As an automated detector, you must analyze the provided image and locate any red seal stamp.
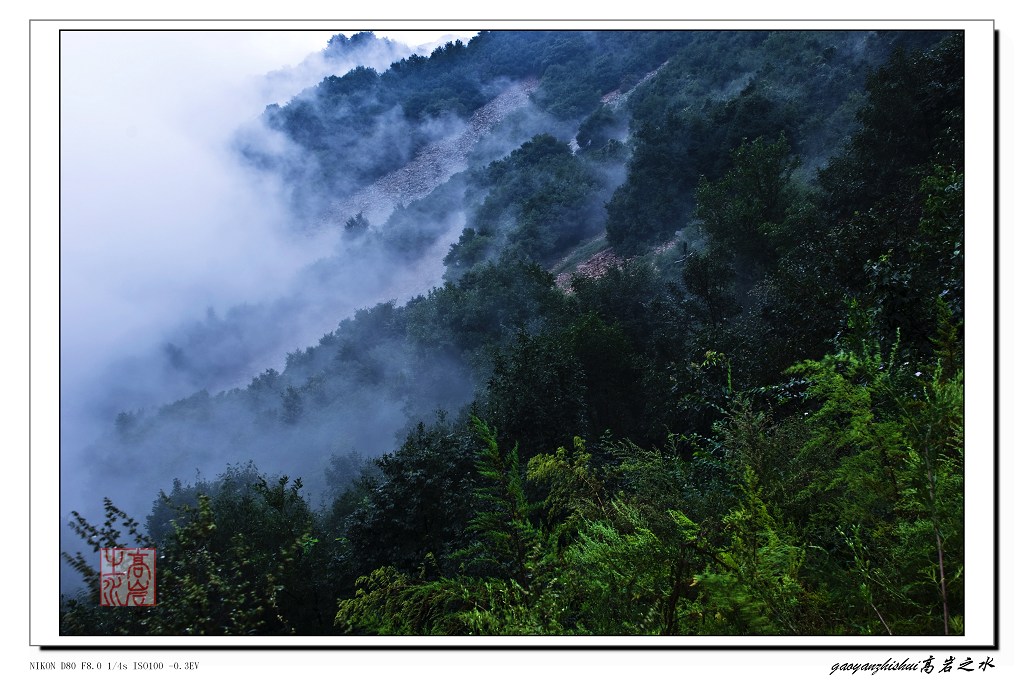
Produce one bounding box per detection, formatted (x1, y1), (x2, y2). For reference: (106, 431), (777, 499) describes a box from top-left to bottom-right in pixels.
(99, 548), (157, 607)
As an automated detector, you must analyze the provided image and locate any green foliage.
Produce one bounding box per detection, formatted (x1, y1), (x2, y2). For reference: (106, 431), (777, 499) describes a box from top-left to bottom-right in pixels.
(61, 466), (333, 636)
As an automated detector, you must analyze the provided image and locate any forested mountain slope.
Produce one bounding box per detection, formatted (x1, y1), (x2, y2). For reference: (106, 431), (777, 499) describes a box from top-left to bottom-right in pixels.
(61, 31), (965, 635)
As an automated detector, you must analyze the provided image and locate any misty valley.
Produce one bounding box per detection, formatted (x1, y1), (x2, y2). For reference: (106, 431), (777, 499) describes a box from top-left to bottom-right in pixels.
(60, 30), (966, 636)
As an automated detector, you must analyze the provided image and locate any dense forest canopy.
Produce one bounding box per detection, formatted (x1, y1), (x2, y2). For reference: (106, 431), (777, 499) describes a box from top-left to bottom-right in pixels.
(61, 31), (967, 636)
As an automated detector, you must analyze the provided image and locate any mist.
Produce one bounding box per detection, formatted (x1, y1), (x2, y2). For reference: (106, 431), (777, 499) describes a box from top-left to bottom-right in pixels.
(60, 32), (479, 585)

▶ **Aim**
Rewrite all of the material above, changing every "automated detector" to "vision system" and keeping everything else the same. Leave the pictures out.

▶ **Task solution**
As an vision system, you must analyze the provided image and locate any red seal stamp.
Produce one bounding box per detection, formatted (x1, y1), (x2, y2). For reference: (106, 431), (777, 499) describes a box from top-left to bottom-right in pixels.
(99, 548), (157, 607)
As an vision system, you must analyze the provided image and locate any green foliage.
Produce one bounding box per detection, formatted (x1, y1), (x2, y2). For reference: (106, 431), (777, 499) describes a box from top-left to bottom-right in pixels.
(61, 466), (333, 636)
As an vision system, you must analyze the provided image and locate any forested mountain slope.
Produce one bounding box per detection, formatted (x1, y1), (x2, y2). For reference: (106, 431), (777, 499) describes a box from top-left to bottom-right in pixels.
(61, 31), (965, 635)
As an vision system, you must analyze the provided image and locate any misty valley.
Produce one bounding box per detection, formatted (x1, y1), (x2, y2). For reference: (106, 431), (777, 499) describes a box from top-left to bottom-right in pixels.
(60, 30), (966, 636)
As an vision system, you must analyze the provided image and locate any dense forest canopy.
Produce one bounding box per detection, formatted (x1, y1), (x2, y2). For reference: (106, 431), (777, 499) describes a box from top-left to bottom-right in pixels.
(61, 31), (967, 636)
As an vision system, you must analyze the provided image and locate any mist.
Produce one bounding box per detection, formatted (x1, y1), (x2, y2). For reference: (106, 431), (777, 499) describes a box from top-left to bottom-right in pixels.
(60, 32), (479, 585)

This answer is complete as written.